WHAT THE TASK ASKS ▸ Can you pick out every line in the listing below that contains the word "team" and copy each one in full? Case counts, so match capitals and lowercase letters precisely.

INFORMATION GIVEN ▸
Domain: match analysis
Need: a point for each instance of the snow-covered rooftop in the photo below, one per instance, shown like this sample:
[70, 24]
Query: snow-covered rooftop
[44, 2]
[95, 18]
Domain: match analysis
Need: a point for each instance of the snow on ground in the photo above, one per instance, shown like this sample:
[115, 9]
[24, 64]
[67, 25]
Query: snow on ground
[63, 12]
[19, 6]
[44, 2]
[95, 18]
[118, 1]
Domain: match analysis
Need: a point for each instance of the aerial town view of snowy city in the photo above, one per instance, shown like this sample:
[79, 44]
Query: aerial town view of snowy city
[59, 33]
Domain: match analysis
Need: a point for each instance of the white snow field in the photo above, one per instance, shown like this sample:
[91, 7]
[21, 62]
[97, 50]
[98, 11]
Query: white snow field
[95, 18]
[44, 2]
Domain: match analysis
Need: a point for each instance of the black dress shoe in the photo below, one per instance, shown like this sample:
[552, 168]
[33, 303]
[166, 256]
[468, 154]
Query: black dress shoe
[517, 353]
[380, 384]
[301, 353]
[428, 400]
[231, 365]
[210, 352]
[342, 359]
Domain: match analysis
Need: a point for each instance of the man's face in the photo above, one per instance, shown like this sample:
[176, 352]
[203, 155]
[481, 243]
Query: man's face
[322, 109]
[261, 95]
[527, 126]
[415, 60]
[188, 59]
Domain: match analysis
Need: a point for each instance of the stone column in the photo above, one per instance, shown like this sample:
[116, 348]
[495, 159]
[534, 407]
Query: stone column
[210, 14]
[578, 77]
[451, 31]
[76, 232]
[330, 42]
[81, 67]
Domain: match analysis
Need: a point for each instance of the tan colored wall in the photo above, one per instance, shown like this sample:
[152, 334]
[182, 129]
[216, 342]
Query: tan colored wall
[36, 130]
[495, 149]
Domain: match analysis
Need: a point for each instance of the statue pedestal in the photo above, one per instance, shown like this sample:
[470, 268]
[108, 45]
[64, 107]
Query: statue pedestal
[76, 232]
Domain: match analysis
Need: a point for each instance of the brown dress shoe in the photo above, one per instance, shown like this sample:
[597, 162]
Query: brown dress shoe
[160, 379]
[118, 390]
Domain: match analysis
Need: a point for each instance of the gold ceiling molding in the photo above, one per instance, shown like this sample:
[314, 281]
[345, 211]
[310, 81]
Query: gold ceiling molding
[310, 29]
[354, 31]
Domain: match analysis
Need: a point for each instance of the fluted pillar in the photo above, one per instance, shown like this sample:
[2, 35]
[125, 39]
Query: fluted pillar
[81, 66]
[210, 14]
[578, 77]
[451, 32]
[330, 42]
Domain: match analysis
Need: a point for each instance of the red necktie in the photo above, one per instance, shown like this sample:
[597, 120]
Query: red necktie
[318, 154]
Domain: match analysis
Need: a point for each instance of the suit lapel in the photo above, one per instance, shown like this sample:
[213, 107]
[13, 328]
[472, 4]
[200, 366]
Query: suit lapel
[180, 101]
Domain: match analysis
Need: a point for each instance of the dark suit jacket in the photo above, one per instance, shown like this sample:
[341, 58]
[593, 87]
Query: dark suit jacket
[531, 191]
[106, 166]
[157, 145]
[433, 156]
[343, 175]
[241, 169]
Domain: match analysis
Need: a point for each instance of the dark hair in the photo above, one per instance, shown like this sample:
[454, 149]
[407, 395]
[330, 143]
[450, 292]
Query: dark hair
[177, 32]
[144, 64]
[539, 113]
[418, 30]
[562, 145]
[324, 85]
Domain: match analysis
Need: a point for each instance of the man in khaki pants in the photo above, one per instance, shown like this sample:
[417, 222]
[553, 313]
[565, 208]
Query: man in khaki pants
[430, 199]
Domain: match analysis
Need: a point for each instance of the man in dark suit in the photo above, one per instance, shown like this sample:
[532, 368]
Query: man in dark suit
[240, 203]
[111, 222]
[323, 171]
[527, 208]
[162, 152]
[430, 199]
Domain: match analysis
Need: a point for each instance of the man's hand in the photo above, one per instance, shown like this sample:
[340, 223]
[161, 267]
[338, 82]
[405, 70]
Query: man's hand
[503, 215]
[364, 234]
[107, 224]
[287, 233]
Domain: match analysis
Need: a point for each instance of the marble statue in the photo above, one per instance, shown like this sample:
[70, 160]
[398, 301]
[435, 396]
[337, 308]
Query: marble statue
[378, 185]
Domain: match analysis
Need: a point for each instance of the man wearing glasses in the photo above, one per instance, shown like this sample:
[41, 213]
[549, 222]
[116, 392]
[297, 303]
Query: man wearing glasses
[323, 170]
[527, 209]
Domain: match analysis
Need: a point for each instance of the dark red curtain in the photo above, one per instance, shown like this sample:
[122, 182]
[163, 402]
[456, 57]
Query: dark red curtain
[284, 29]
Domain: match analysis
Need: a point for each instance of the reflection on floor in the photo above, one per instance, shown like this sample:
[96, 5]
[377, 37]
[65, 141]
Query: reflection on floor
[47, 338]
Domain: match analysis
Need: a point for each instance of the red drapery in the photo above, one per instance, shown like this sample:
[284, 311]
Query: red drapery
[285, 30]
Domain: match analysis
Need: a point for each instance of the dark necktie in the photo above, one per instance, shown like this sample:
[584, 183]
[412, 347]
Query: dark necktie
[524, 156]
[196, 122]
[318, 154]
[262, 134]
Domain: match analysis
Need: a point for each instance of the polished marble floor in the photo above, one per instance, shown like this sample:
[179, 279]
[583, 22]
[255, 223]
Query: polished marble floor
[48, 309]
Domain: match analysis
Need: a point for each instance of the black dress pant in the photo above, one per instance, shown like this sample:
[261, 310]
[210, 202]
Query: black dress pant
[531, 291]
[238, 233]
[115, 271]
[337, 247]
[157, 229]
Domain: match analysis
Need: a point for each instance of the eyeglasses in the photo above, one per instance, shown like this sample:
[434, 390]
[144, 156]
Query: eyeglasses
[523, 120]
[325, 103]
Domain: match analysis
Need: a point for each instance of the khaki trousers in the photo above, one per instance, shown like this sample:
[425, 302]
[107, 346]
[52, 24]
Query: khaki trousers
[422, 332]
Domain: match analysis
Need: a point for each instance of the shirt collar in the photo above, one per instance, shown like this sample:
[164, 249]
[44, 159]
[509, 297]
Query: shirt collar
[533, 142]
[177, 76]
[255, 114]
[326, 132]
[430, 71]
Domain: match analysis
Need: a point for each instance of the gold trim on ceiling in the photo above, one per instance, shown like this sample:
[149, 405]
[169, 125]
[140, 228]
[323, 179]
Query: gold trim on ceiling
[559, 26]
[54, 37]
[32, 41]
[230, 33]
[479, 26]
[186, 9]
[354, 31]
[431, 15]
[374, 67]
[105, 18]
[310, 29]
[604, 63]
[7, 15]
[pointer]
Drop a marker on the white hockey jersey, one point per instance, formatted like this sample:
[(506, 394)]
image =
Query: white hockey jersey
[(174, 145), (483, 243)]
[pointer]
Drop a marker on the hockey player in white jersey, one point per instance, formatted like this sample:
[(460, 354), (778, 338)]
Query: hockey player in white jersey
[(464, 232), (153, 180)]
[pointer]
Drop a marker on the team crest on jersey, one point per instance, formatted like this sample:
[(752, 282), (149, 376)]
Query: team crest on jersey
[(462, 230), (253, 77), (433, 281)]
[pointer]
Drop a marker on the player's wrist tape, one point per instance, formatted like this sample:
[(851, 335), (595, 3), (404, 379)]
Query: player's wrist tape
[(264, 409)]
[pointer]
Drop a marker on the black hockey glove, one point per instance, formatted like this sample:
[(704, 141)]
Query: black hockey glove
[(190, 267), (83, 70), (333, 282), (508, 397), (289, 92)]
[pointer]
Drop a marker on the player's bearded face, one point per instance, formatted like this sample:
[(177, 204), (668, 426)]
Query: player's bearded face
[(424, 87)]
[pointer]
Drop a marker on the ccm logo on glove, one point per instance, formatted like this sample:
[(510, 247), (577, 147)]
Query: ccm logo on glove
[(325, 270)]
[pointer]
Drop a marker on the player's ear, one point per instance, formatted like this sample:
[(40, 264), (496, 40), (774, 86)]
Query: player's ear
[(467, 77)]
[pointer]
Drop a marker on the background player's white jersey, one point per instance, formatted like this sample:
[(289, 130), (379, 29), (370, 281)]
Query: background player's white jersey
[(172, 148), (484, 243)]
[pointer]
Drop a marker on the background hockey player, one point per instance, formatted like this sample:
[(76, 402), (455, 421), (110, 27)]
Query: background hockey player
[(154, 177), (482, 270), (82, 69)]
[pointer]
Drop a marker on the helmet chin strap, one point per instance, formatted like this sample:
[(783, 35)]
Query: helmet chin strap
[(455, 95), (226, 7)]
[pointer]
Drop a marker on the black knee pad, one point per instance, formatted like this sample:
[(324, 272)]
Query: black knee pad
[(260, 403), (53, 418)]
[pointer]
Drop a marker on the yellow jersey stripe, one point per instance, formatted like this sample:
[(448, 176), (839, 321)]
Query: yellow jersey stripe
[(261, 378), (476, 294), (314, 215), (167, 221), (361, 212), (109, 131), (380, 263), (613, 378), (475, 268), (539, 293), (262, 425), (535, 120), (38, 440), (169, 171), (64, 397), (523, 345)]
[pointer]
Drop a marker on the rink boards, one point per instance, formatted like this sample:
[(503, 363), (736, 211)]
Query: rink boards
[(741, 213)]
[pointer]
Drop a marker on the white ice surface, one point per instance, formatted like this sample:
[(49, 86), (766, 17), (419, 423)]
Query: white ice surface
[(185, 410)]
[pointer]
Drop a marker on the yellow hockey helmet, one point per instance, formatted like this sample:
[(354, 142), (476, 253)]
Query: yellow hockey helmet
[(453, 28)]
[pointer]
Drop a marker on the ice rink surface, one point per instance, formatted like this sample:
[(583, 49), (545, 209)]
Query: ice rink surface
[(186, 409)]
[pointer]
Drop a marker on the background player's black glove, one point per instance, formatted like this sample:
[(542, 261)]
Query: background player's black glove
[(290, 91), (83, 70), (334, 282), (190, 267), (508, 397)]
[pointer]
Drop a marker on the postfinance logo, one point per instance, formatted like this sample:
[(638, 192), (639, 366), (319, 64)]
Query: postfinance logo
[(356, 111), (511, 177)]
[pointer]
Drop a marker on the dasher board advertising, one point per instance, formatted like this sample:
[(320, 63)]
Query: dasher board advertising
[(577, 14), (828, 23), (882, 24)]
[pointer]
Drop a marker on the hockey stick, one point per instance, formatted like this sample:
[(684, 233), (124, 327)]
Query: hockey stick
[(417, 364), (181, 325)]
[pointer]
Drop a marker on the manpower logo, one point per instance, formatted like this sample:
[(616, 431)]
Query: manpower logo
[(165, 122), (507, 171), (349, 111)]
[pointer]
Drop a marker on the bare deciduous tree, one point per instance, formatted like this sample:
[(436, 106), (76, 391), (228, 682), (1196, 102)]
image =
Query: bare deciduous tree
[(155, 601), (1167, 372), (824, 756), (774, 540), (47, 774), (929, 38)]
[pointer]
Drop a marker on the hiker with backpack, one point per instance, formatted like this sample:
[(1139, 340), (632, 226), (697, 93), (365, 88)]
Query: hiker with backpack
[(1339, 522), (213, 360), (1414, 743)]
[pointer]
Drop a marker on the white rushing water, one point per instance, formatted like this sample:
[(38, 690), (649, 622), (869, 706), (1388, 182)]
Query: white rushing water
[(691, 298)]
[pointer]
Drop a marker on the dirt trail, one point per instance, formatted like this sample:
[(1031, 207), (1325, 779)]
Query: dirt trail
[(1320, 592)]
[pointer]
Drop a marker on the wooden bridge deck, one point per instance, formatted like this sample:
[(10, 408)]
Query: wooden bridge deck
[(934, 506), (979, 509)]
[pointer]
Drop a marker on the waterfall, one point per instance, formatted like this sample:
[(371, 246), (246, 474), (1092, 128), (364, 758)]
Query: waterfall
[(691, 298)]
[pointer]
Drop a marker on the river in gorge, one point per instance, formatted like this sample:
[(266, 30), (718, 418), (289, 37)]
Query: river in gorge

WRITTEN SOLUTION ▸
Drop a marker on the team crest on jersey, one point per instance, formatted like this sample:
Query: team crest on jersey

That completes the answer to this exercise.